** BEGIN **

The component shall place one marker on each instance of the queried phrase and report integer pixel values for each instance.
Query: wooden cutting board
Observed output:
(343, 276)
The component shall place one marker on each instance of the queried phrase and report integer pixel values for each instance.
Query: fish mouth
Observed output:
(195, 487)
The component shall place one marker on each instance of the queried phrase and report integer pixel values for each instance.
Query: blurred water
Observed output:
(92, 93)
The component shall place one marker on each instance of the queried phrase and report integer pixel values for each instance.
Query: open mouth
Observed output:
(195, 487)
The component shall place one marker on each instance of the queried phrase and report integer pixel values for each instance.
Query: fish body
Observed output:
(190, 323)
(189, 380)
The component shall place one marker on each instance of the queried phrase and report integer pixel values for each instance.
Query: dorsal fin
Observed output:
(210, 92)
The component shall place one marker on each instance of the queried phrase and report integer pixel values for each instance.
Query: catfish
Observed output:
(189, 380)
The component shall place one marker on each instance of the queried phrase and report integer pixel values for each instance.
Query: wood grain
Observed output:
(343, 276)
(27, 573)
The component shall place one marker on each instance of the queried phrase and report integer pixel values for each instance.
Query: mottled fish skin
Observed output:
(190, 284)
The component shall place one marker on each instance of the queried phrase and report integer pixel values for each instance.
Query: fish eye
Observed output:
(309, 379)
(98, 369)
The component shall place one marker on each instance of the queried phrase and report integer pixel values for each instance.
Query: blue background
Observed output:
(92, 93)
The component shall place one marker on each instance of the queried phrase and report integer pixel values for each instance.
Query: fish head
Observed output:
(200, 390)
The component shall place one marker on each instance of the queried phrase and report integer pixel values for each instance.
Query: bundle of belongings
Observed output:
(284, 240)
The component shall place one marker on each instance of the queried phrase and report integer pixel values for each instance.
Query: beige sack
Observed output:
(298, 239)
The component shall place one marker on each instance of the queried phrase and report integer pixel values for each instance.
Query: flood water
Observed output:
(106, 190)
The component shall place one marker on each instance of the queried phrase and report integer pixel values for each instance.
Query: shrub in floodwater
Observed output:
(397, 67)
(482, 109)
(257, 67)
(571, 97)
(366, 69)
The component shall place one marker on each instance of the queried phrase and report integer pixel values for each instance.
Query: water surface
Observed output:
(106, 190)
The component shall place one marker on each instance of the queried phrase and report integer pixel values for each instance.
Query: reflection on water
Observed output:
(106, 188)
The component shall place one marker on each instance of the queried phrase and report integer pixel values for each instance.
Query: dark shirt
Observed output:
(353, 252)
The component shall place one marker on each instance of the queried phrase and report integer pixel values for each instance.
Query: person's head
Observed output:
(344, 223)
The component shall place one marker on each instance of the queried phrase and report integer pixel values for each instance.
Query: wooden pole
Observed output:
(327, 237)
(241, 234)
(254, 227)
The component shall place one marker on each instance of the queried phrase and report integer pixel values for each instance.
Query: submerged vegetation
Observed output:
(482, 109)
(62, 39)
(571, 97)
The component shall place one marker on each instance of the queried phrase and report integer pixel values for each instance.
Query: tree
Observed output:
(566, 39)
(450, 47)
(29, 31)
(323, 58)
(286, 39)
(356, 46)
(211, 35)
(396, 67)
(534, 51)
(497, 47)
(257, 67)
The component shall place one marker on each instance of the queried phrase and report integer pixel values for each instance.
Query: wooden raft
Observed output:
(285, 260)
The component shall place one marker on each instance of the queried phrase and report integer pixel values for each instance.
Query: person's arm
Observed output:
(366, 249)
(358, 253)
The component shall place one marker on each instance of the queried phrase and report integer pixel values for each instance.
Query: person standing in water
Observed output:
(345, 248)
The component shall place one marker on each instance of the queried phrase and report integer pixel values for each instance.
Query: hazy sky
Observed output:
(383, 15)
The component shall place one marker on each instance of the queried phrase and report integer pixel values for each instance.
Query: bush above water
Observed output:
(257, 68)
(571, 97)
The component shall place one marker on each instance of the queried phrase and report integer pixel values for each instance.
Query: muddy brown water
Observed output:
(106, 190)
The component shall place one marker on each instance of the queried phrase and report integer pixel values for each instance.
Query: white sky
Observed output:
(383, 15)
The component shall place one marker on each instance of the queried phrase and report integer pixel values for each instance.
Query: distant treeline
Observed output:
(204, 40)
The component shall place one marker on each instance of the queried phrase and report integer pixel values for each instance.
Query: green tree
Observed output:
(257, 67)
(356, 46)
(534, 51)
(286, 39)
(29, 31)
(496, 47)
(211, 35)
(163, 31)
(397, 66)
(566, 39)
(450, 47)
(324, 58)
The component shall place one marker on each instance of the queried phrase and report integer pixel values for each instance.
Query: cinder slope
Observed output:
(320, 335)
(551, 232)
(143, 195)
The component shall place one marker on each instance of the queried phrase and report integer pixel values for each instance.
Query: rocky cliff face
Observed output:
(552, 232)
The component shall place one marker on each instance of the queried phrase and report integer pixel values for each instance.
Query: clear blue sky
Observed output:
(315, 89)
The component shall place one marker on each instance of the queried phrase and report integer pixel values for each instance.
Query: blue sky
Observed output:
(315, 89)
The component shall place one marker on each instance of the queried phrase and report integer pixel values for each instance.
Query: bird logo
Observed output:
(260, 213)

** END **

* **WHAT THIS TASK INVOLVES**
Transcribe all of the material exactly. Omit nothing.

* **TASK ANSWER**
The component shall place one marker on each instance of the queried phrase and report integer pixel values for each instance.
Query: wooden cutting board
Observed output:
(343, 276)
The component shall place one marker on each instance of the queried phrase and report integer pixel values for each instance.
Query: fish mouth
Observed output:
(195, 487)
The component shall place one marker on each instance of the queried phrase and report integer pixel values for each instance.
Query: blurred water
Observed output:
(92, 93)
The component shall place one marker on each instance of the queried phrase and report integer pixel values for each instance.
Query: open mouth
Observed output:
(195, 487)
The component shall place one marker on each instance of the queried phrase and report integer pixel values for each instance.
Query: fish body
Observed output:
(190, 323)
(189, 380)
The component shall place one marker on each instance of the queried phrase and report integer pixel values for each instance.
Query: dorsal fin
Observed output:
(210, 92)
The component shall place one marker on each instance of the queried phrase and report integer pixel values for each instance.
Query: catfish
Observed output:
(189, 380)
The component shall place one marker on each instance of the queried phrase and report integer pixel values for each instance.
Query: wood grain
Observed output:
(343, 276)
(27, 573)
The component shall place one marker on each instance of the queried phrase and report integer pixel values for each instance.
Query: mottled fish skin
Observed output:
(190, 284)
The component shall place one marker on each instance of the queried phrase and report integer pixel values for each instance.
Query: fish eye
Observed output:
(309, 379)
(98, 369)
The component shall place one marker on each instance of the queried phrase and report integer pixel values for each instance.
Query: blue background
Observed output:
(92, 93)
The component shall place one marker on each instance of the queried phrase and report integer pixel values for each instance.
Query: fish head
Observed output:
(200, 390)
The component shall place one marker on each instance of the queried phrase and report integer pixel values for each instance.
Query: bundle of belongings
Observed output:
(284, 240)
The component shall place one marker on each instance of the queried phrase and report integer pixel values for each instance.
Query: beige sack
Observed output:
(298, 239)
The component shall place one marker on each instance of the queried phrase and report integer pixel values for each instance.
Query: flood water
Observed output:
(106, 190)
The component shall place one marker on each instance of the queried phrase and report integer pixel values for each instance.
Query: shrub in floodwater
Observed output:
(397, 67)
(482, 109)
(257, 67)
(571, 97)
(366, 69)
The component shall place one marker on each instance of the queried phrase and report integer pixel values for each instance.
Query: water surface
Observed output:
(106, 190)
The component shall place one marker on each instance of the queried phrase and report integer pixel values for each instance.
Query: reflection on water
Observed output:
(106, 188)
The component shall place one marker on each instance of the queried phrase and report integer pixel values for each instance.
Query: dark shirt
Observed output:
(353, 252)
The component shall place one marker on each instance of the queried phrase and report integer pixel values for each instance.
Query: person's head
Observed output:
(344, 223)
The component shall place one marker on each instance of the queried phrase and report integer pixel values for each instance.
Query: wooden pole
Observed output:
(327, 237)
(241, 234)
(254, 227)
The component shall place one marker on each instance of the queried phrase and report integer pixel values for each instance.
Query: submerged vegetation
Observed output:
(482, 109)
(62, 39)
(571, 97)
The component shall place one marker on each instance of the queried phrase and report integer pixel values for each instance.
Query: tree
Observed output:
(566, 39)
(450, 47)
(29, 31)
(323, 58)
(286, 39)
(356, 46)
(211, 35)
(396, 67)
(534, 51)
(497, 47)
(257, 67)
The component shall place one marker on each instance of the queried phrase and report integer pixel values for each instance.
Query: wooden raft
Observed output:
(285, 260)
The component shall place one marker on each instance of the queried phrase and report integer pixel values for each instance.
Query: person's arm
Observed output:
(366, 249)
(358, 253)
The component shall place one marker on each instance of the queried phrase and report integer pixel values for each instance.
Query: person standing in water
Observed output:
(345, 248)
The component shall place one marker on each instance of the queried phrase and report integer pixel values for each instance.
Query: hazy sky
Observed output:
(383, 15)
The component shall place one marker on each instance of the queried phrase and report integer pixel values for each instance.
Query: bush above water
Observed output:
(257, 68)
(571, 97)
The component shall place one marker on each instance of the queried phrase and report integer pixel values for each instance.
Query: muddy brown water
Observed output:
(106, 190)
The component shall place one marker on each instance of the queried phrase and report integer pixel values for each instance.
Query: white sky
Observed output:
(383, 15)
The component shall place one marker on each instance of the queried phrase and report integer pixel values for each instance.
Query: distant treeline
Observed output:
(204, 40)
The component shall place one marker on each instance of the queried phrase and report integer pixel values for each instance.
Query: green tree
Observed output:
(257, 67)
(356, 46)
(534, 51)
(286, 39)
(29, 31)
(496, 47)
(211, 35)
(163, 31)
(397, 66)
(566, 39)
(450, 47)
(324, 58)
The component shall place one marker on each instance of the queried phrase and report integer pixel values for each instance.
Query: cinder slope
Observed output:
(320, 335)
(551, 232)
(143, 195)
The component shall place one marker on each instance of the queried phrase and report integer pixel values for each instance.
Query: rocky cliff face
Observed output:
(552, 232)
The component shall place one marker on each instance of the queried phrase and report integer pixel values for each instance.
Query: clear blue sky
Observed output:
(315, 89)
The component shall place one marker on each instance of the queried phrase and report integer pixel values for each instance.
Query: blue sky
Observed output:
(315, 89)
The component shall place one marker on each instance of the queried phrase and report integer pixel values for each instance.
Query: bird logo
Observed output:
(260, 213)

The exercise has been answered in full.